- WRITTEN PROBLEM: Can you reproduce the entire listing below line for line, keeping every word, number, and mark of punctuation unchanged?

## start

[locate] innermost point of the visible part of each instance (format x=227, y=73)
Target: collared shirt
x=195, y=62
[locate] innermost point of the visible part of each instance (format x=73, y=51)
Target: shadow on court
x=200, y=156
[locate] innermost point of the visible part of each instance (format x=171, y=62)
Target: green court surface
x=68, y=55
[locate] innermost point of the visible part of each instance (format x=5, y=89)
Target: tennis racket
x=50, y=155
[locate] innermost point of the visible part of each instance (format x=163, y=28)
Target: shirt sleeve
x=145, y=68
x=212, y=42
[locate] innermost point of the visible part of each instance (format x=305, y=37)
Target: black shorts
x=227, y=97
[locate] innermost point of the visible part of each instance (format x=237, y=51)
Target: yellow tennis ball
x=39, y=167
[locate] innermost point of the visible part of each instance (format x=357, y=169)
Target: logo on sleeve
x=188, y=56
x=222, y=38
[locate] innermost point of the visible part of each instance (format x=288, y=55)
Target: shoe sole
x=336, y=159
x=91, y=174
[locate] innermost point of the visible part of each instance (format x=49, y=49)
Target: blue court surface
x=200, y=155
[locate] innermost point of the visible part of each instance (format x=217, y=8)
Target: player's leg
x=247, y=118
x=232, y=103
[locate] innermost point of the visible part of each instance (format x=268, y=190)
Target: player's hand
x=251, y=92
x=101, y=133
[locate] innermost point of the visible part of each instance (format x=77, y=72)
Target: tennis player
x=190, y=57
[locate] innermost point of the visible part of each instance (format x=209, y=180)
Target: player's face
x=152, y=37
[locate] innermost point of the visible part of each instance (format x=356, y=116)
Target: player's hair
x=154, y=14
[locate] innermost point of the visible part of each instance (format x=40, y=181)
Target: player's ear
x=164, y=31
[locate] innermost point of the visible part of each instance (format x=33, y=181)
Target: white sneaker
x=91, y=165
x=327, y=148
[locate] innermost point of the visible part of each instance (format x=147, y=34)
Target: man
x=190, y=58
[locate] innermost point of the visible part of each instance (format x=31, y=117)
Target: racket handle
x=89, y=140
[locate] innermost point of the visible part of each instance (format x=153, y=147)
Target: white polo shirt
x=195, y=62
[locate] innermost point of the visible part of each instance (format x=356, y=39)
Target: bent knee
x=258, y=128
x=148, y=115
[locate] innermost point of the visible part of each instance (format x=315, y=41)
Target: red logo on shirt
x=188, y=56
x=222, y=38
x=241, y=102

## end

- SOLUTION:
[locate] innermost point of the visible part of each instance (format x=227, y=73)
Target: collared shirt
x=195, y=62
[locate] innermost point of the visible part of each instance (format x=73, y=51)
Target: shadow on court
x=200, y=156
[locate] innermost point of the visible part of each instance (format x=171, y=62)
Target: green court surface
x=68, y=55
[locate] innermost point of the visible part of each instance (format x=5, y=89)
Target: tennis racket
x=50, y=155
[locate] innermost point of the visible part of each instance (format x=163, y=28)
Target: shirt sleeve
x=145, y=68
x=212, y=42
[locate] innermost point of the visible part of each instance (format x=305, y=37)
Target: black shorts
x=227, y=97
[locate] innermost point of the visible part of each instance (format x=237, y=51)
Target: yellow tennis ball
x=39, y=167
[locate] innermost point of the visible part of each instance (format x=357, y=169)
Target: logo on sleeve
x=188, y=56
x=222, y=38
[locate] innermost point of the visible part of each instance (format x=288, y=55)
Target: shoe sole
x=336, y=159
x=91, y=174
[locate] innermost point of the visible part of each instance (format x=49, y=49)
Target: blue court surface
x=200, y=155
[locate] innermost point of the visible part of each instance (format x=217, y=8)
Target: player's leg
x=247, y=118
x=232, y=103
[locate] innermost point of the visible part of each instance (format x=268, y=190)
Target: player's hand
x=251, y=92
x=101, y=133
[locate] innermost point of the visible part of each instance (format x=77, y=72)
Target: tennis player
x=190, y=57
[locate] innermost point of the visible part of each instance (format x=209, y=180)
Target: player's face
x=152, y=37
[locate] innermost point of the visible part of each instance (format x=356, y=116)
Target: player's hair
x=154, y=14
[locate] innermost point of the visible part of each instance (format x=40, y=181)
Target: player's ear
x=164, y=31
[locate] innermost point of the visible part of each instance (format x=33, y=181)
Target: white sneaker
x=91, y=165
x=327, y=148
[locate] innermost point of the visible part of each instance (format x=147, y=34)
Target: man
x=190, y=58
[locate] innermost point of the visible part of each instance (format x=31, y=117)
Target: racket handle
x=89, y=140
[locate] innermost point of the visible part of each instance (format x=153, y=147)
Target: white polo shirt
x=195, y=62
[locate] innermost point of the visible part of each instance (format x=356, y=39)
Target: bent knee
x=258, y=128
x=148, y=115
[locate] innermost point of the visible part of each instance (format x=315, y=41)
Target: red logo on shirt
x=188, y=56
x=222, y=38
x=241, y=102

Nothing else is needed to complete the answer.